Brief 1:
In the chicken roll recipe, what internal temperature should the chicken reach while baking?
Brief 2:
Print everything in the chicken roll recipe from "How to Make" down to "parsley, and thyme)".
Brief 3:
Proceed with the chicken roll recipe from the point where it stops.

How to Make Herbed Ricotta Stuffed Chicken Rolls
You prepare the filling, flatten the breasts, then assemble and sear the rolls before finishing in the oven with marinara. The method is straightforward and forgiving. Use a meat mallet or the bottom of a heavy pan to pound evenly. Sear just long enough to brown the outside; the oven will finish cooking. Let the rolls rest a few minutes before serving so juices settle.
Ingredients:
- 4 boneless, skinless chicken breasts
- 1 cup ricotta cheese
- 1/2 cup grated Parmesan cheese
- 1/4 cup chopped fresh herbs (such as basil, parsley, and thyme)
- 1 teaspoon garlic powder
- Salt and pepper to taste
- 1 tablespoon olive oil
- 1 cup marinara sauce
Directions:
Step 1: Preparation
Preheat the oven to 375°F (190°C). Pat the chicken breasts dry. Flatten each chicken breast to about 1/2 inch thickness using a meat mallet or the flat bottom of a heavy pan. Season both sides lightly with salt and pepper.
Step 2: Mixing
In a bowl, mix together the ricotta, Parmesan, chopped herbs, garlic powder, salt, and pepper until smooth and well combined. Place a generous spoonful of the ricotta mixture in the center of each flattened chicken breast. Roll each breast up tightly from the narrow end and secure with toothpicks.
Step 3: Cooking
Heat the olive oil in a skillet over medium heat. Sear the chicken rolls for 2–3 minutes per side, turning to get a golden brown color on all sides. Transfer the seared rolls to a baking dish. Pour the marinara sauce over and around the rolls so they stay moist while baking. Bake for 25–30 minutes, or until the internal temperature reaches 165°F (74°C) and the chicken is cooked through.
Step 4: Finishing
Remove the baking dish from the oven and let the rolls rest for 5 minutes. Remove toothpicks before serving. Spoon some of the warm marinara over the rolls and garnish with extra chopped herbs or a sprinkle of Parmesan if desired.
How to Serve Herbed Ricotta Stuffed Chicken Rolls
Serve these chicken rolls hot with extra marinara on the side. They pair well with:
- A simple green salad for a light meal.
- Garlic-roasted vegetables for a cozy dinner.
- Steamed asparagus or sautéed spinach to add color.
- Mashed potatoes or creamy polenta to soak up the sauce.
Slice the rolls to show the creamy filling. The contrast of golden chicken and white ricotta is visually appealing.
How to Store Herbed Ricotta Stuffed Chicken Rolls
- Refrigerator: Cool completely, then store in an airtight container for up to 3 days.

Recorded information:
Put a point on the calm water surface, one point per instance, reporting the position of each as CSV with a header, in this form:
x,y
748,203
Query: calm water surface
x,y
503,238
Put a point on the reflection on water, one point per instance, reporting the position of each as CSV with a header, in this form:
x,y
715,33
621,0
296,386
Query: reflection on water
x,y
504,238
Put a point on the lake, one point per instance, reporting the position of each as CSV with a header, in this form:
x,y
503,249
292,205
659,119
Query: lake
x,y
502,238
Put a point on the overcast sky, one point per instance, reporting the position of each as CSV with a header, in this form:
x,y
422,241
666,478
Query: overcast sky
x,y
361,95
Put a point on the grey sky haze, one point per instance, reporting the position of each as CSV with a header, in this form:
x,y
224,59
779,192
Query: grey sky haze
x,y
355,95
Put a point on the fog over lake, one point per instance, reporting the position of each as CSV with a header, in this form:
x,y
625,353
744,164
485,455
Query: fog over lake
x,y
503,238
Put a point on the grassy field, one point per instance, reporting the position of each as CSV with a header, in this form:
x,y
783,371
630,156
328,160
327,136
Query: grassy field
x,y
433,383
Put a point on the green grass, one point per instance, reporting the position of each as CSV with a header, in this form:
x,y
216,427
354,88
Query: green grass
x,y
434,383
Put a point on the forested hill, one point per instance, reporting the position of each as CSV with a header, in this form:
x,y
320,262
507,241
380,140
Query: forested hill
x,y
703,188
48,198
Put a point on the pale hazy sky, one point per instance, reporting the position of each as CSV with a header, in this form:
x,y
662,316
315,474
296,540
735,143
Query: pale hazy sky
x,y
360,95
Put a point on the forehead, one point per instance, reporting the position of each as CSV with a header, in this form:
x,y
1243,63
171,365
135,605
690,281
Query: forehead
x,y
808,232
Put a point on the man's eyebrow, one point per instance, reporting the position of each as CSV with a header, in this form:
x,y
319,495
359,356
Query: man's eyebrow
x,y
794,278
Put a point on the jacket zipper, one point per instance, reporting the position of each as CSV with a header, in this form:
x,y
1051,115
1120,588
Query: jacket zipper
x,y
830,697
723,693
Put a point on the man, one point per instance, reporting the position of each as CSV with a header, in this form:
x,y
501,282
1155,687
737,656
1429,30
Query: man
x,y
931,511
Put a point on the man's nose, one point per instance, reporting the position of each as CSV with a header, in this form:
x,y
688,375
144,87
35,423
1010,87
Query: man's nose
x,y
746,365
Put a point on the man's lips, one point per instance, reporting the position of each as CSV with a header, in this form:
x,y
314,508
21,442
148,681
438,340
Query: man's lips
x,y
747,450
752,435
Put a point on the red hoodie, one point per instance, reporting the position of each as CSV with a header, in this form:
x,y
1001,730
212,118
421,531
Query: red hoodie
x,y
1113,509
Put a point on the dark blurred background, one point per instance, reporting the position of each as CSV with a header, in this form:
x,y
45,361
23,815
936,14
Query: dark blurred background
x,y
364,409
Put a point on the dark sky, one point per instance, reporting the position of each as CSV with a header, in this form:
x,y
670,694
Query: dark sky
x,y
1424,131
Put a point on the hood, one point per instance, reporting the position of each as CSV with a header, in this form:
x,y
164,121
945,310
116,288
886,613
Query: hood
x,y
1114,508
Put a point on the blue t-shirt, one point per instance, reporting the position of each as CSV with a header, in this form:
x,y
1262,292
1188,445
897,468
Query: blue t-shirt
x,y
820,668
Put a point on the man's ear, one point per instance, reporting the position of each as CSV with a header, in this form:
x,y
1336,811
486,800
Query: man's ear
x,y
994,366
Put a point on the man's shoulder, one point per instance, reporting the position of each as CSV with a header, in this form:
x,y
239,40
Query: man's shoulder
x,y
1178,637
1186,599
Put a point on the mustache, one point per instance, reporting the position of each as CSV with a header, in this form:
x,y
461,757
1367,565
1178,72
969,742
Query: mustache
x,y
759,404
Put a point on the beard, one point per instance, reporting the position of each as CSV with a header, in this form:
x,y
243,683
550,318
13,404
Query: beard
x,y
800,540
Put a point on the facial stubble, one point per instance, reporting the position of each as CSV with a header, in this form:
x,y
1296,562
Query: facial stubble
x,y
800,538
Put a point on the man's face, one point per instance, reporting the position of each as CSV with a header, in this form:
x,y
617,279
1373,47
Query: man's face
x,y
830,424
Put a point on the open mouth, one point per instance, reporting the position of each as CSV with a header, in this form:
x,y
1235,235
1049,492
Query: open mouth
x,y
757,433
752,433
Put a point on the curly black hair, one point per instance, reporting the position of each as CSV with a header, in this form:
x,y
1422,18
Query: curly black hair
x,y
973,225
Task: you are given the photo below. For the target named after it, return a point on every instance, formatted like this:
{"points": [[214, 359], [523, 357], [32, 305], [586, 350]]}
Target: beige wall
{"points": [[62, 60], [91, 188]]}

Final result 1:
165°F (74°C).

Final result 2:
How to Make Herbed Ricotta Stuffed Chicken Rolls
You prepare the filling, flatten the breasts, then assemble and sear the rolls before finishing in the oven with marinara. The method is straightforward and forgiving. Use a meat mallet or the bottom of a heavy pan to pound evenly. Sear just long enough to brown the outside; the oven will finish cooking. Let the rolls rest a few minutes before serving so juices settle.
Ingredients:
- 4 boneless, skinless chicken breasts
- 1 cup ricotta cheese
- 1/2 cup grated Parmesan cheese
- 1/4 cup chopped fresh herbs (such as basil, parsley, and thyme)

Final result 3:
- Freezer: Freeze baked rolls in a freezer-safe container for up to 2 months. Thaw overnight in the refrigerator before reheating.
- Reheating: Reheat in a 325°F (160°C) oven for 10–15 minutes until warmed through, or microwave on medium power in 30-second bursts. If reheating from frozen, bake at 350°F (175°C) for 20–30 minutes, covered, until internal temperature reaches 165°F (74°C).
Expert Tips for Perfect Herbed Ricotta Stuffed Chicken Rolls
- Pound evenly: Even thickness cooks uniformly and prevents dry spots.
- Drain excess filling moisture: If your ricotta looks watery, drain it briefly to keep the rolls from becoming soggy.
- Don’t overfill: Use a generous spoonful but leave a border so the filling stays inside while rolling.
- Seal the seam: Tuck the ends under and secure with toothpicks so rolls keep their shape while searing and baking.
- Use fresh herbs: Fresh basil, parsley, and thyme give brighter flavor than dried.
- Check temperature: Use an instant-read thermometer to avoid overcooking. 165°F (74°C) is ideal.
- Swap oils if needed: Use butter for richer flavor, or avocado oil for higher smoke point during searing.
Delicious Variations
- Spinach and Sun-Dried Tomato: Add 1 cup wilted spinach and 1/4 cup chopped sun-dried tomatoes to the ricotta.
- Lemon-Herb: Add 1 teaspoon lemon zest and a squeeze of lemon juice to the filling for brightness.
- Mozzarella & Pesto: Replace Parmesan with shredded mozzarella and swirl 2 tablespoons pesto into the ricotta.
- Mushroom Cream Sauce: Sear and bake the rolls, then serve sliced over a creamy mushroom sauce instead of marinara.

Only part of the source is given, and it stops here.